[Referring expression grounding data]
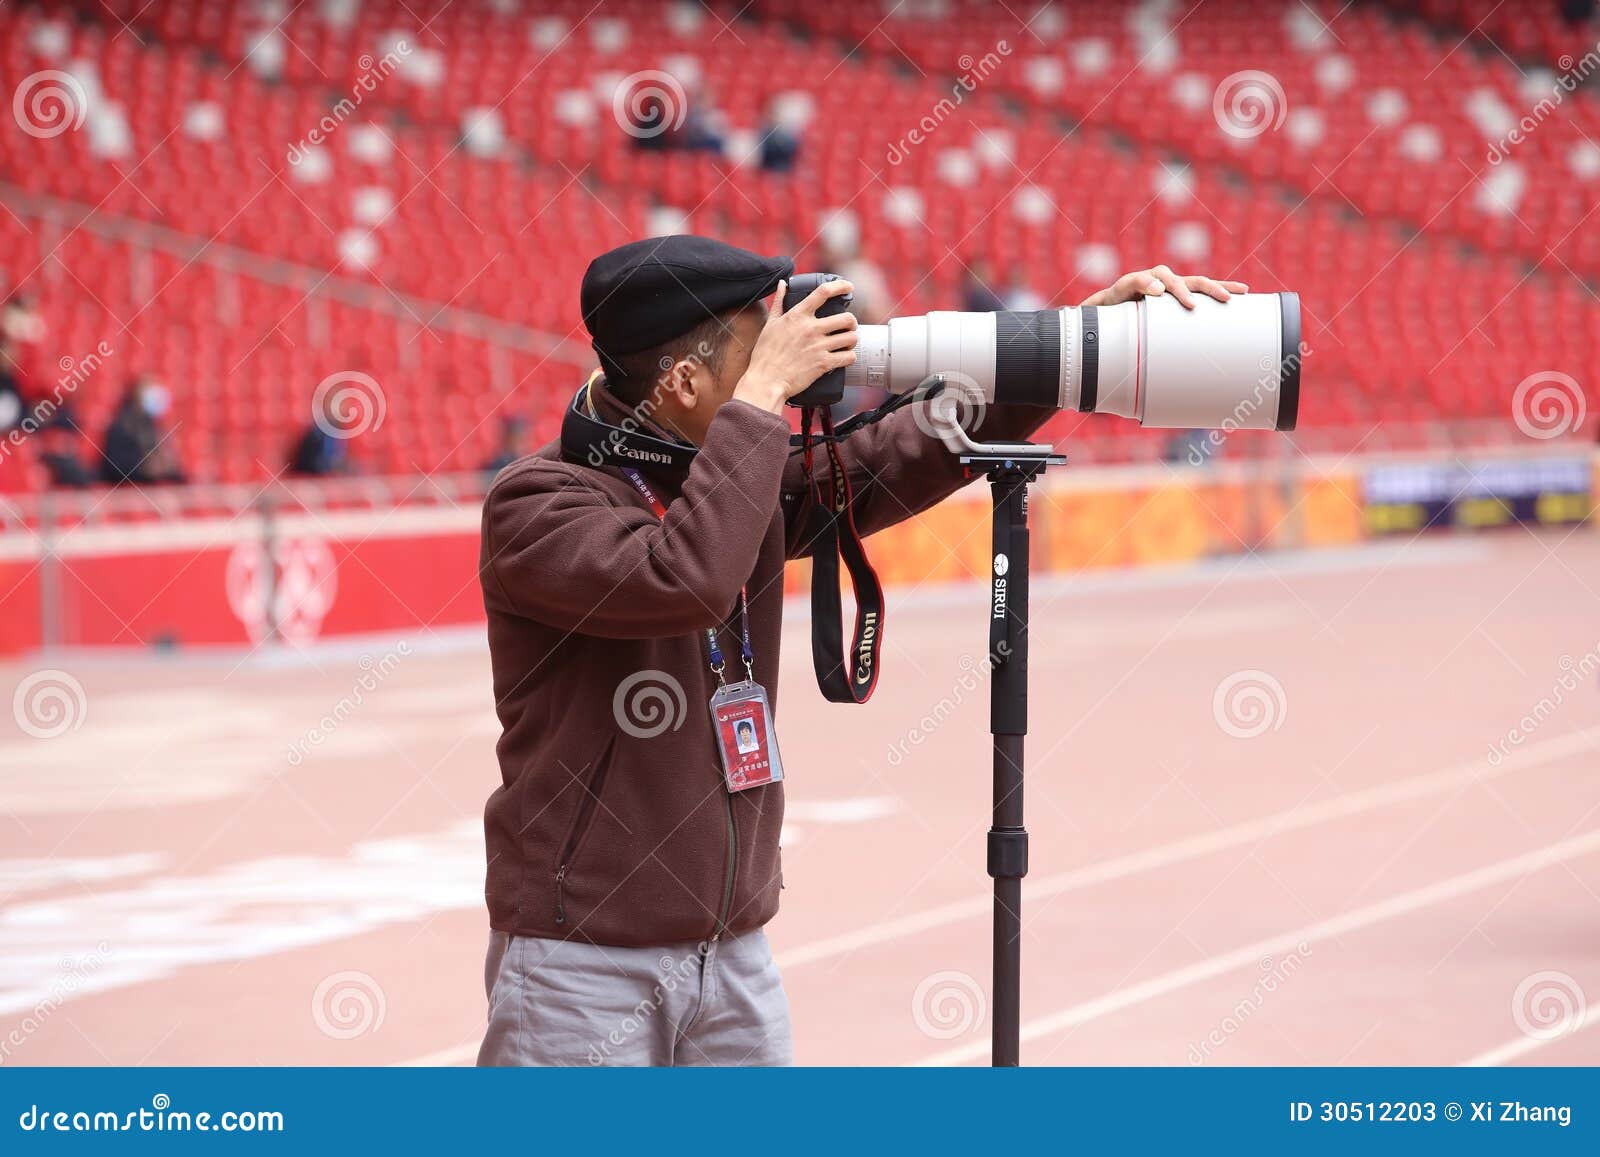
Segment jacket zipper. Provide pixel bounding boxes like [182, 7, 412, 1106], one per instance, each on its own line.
[553, 758, 610, 926]
[711, 623, 739, 941]
[713, 795, 737, 941]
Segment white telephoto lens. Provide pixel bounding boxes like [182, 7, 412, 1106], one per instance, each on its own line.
[1091, 293, 1297, 430]
[844, 292, 1301, 432]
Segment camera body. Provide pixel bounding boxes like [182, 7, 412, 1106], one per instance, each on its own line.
[783, 272, 853, 408]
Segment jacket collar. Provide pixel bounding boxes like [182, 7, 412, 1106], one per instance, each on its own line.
[586, 374, 685, 445]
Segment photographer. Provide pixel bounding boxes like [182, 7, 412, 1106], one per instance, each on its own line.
[476, 236, 1242, 1066]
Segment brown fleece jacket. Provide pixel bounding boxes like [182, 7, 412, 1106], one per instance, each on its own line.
[480, 381, 1051, 946]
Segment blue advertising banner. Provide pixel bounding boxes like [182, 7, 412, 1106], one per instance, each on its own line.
[1, 1066, 1595, 1153]
[1364, 456, 1593, 533]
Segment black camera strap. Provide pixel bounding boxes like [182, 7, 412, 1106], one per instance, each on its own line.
[561, 373, 888, 706]
[559, 382, 700, 474]
[798, 406, 884, 705]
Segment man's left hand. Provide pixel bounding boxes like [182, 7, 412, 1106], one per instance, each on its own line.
[1080, 266, 1248, 310]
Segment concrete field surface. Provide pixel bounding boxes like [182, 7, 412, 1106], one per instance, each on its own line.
[2, 529, 1597, 1067]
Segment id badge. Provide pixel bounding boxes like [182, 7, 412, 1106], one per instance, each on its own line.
[709, 680, 784, 793]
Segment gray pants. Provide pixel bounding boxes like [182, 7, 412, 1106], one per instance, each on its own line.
[476, 929, 793, 1066]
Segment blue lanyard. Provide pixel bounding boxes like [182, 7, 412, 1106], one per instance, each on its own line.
[619, 466, 754, 684]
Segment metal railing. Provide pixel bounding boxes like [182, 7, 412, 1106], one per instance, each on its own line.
[0, 183, 588, 364]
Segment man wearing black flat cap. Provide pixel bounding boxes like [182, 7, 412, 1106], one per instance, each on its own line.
[476, 236, 1243, 1066]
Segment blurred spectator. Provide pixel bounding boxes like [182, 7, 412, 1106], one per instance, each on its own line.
[38, 407, 94, 488]
[961, 260, 1006, 312]
[288, 392, 352, 477]
[819, 239, 892, 325]
[758, 96, 802, 173]
[1003, 278, 1047, 312]
[816, 239, 893, 416]
[1164, 430, 1213, 465]
[1560, 0, 1595, 25]
[100, 376, 187, 485]
[483, 414, 527, 477]
[1, 292, 45, 347]
[635, 79, 727, 156]
[0, 341, 23, 433]
[680, 85, 729, 154]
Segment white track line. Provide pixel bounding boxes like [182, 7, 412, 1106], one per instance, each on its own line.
[399, 725, 1599, 1065]
[1461, 1006, 1600, 1067]
[775, 725, 1600, 969]
[920, 828, 1600, 1066]
[401, 1043, 481, 1067]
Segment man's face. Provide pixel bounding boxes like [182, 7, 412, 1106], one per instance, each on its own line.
[700, 304, 766, 408]
[641, 302, 769, 445]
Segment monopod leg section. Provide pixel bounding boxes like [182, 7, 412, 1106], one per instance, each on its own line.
[988, 471, 1030, 1067]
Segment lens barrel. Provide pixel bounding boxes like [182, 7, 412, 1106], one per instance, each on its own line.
[843, 292, 1302, 433]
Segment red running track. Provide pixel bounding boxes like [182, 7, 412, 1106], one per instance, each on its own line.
[1, 529, 1597, 1066]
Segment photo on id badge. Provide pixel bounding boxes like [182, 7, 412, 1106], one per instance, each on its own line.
[711, 681, 784, 792]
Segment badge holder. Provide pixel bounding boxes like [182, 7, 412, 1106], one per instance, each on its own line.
[702, 593, 783, 794]
[710, 679, 783, 793]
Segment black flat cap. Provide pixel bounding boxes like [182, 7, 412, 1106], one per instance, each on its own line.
[581, 235, 793, 373]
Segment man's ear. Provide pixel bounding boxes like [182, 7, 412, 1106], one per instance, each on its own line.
[641, 356, 694, 413]
[668, 354, 718, 413]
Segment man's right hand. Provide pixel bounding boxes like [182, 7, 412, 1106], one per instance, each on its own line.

**PROBLEM DESCRIPTION:** What is needed is an exact copy of every record above, minus the images.

**OUTPUT FOR THIS EXERCISE:**
Segment jacket zipper. Provide pixel bounding boxes like [182, 7, 412, 1106], one per instance, each on its own line.
[553, 758, 610, 926]
[711, 623, 739, 941]
[713, 795, 737, 941]
Segment white telephoto lens. Provide pixel bounding boxes like [182, 7, 412, 1106], one per instance, each on its own line.
[1091, 293, 1297, 430]
[844, 292, 1301, 432]
Segment camera body. Provide pixel bounding boxes like [182, 7, 412, 1106], one per instance, each on its own line.
[783, 272, 853, 408]
Segment jacket collar. Provide pixel bounding boxes like [182, 7, 412, 1106], one per instance, each on its own line.
[586, 374, 685, 445]
Segment photographer. Provide pixel bounding boxes like [182, 7, 412, 1106], one per instance, each on its own line.
[476, 236, 1242, 1066]
Segment brown fleece jacket. Provide pixel bounding boxes like [182, 7, 412, 1106], one per instance, each on its own line.
[480, 381, 1051, 946]
Segment blue advertising banner. Provide pixel bounding boxes like [182, 7, 412, 1106], one per instance, each on its own line.
[1, 1066, 1595, 1153]
[1364, 456, 1593, 533]
Segment black camera strap. Provide pixel bounding boxes like [182, 7, 412, 1106], one per instance, each on its own line.
[561, 373, 888, 706]
[559, 382, 700, 474]
[798, 406, 884, 705]
Segment man's left hand. Provide pixel bounding boxes like [182, 7, 412, 1106], one per instance, each on its own line.
[1080, 266, 1248, 310]
Segment concrete field surface. Provide pixel bounding boxes like [182, 7, 412, 1106], one per instance, each on its own line.
[2, 529, 1597, 1067]
Segment id badge. Provide pixel bounding boxes like [182, 7, 412, 1106], one per instance, each on its own line.
[709, 680, 784, 793]
Segment gray pants. Provide pixel bounding boxes like [182, 7, 412, 1106], one per instance, each on its own line.
[476, 929, 793, 1066]
Segment blue lanyard. Provide pixel bounding boxes like [182, 7, 412, 1106], one per instance, each on its own line.
[619, 466, 754, 684]
Segment metal railing. Provide pixel bounding boxes like [182, 7, 412, 1106], one per instance, each on its own line.
[0, 183, 588, 364]
Segment man wearing black flat cap. Provide pixel bounding boxes like [182, 7, 412, 1106], one per instance, each on its own line.
[476, 236, 1243, 1066]
Segment blurred spectator. Provide pixel bounding boxes like [182, 7, 412, 1106], one per instance, each on its own line.
[38, 407, 94, 488]
[961, 260, 1006, 312]
[288, 392, 352, 477]
[819, 239, 892, 325]
[758, 96, 802, 173]
[1003, 278, 1047, 312]
[816, 239, 893, 416]
[1164, 430, 1213, 465]
[1560, 0, 1595, 25]
[100, 376, 187, 485]
[483, 414, 527, 477]
[1, 292, 45, 347]
[635, 79, 727, 156]
[0, 341, 23, 433]
[680, 85, 729, 154]
Segment white track line. Provide pixel bounding boxes like [182, 7, 412, 1106], one per instance, each on its own line.
[399, 725, 1599, 1065]
[1461, 1006, 1600, 1067]
[775, 725, 1600, 969]
[920, 828, 1600, 1066]
[401, 1043, 481, 1067]
Segment man's face. Provide pixel bounding boxes like [182, 7, 412, 1106], one per instance, each on its own line.
[700, 304, 766, 408]
[641, 302, 769, 445]
Segment monopod leg section. Provide pixel bounding boxes like [182, 7, 412, 1106], one per instance, each on its own line.
[988, 471, 1030, 1067]
Segment lens barrel. Provide pixel bounding boxes like [182, 7, 412, 1106], one per instance, each on its own line.
[843, 292, 1302, 433]
Segment red running track. Provide pixel bounding boxes like [182, 7, 412, 1106], one per instance, each on its own line.
[1, 529, 1597, 1066]
Segment photo on id badge. Provide pixel bounding boxes like [182, 7, 412, 1106], one per instance, each on its own line.
[711, 681, 784, 792]
Segment badge holder. Provide pixel bounding boxes like [182, 7, 412, 1106], one per instance, each on its own line.
[702, 593, 783, 794]
[710, 679, 783, 793]
Segment black flat cap. Provide pixel bounding boxes like [182, 7, 412, 1106], one per instance, each on its own line.
[581, 235, 793, 373]
Segment man's ear. Provide pixel bounding boxes like [182, 7, 412, 1106], one per instance, each on its own line.
[641, 356, 694, 413]
[668, 354, 718, 413]
Segment man's right hand. Provide pixel bounding boxes like [182, 7, 412, 1106], one per instance, each on its own line.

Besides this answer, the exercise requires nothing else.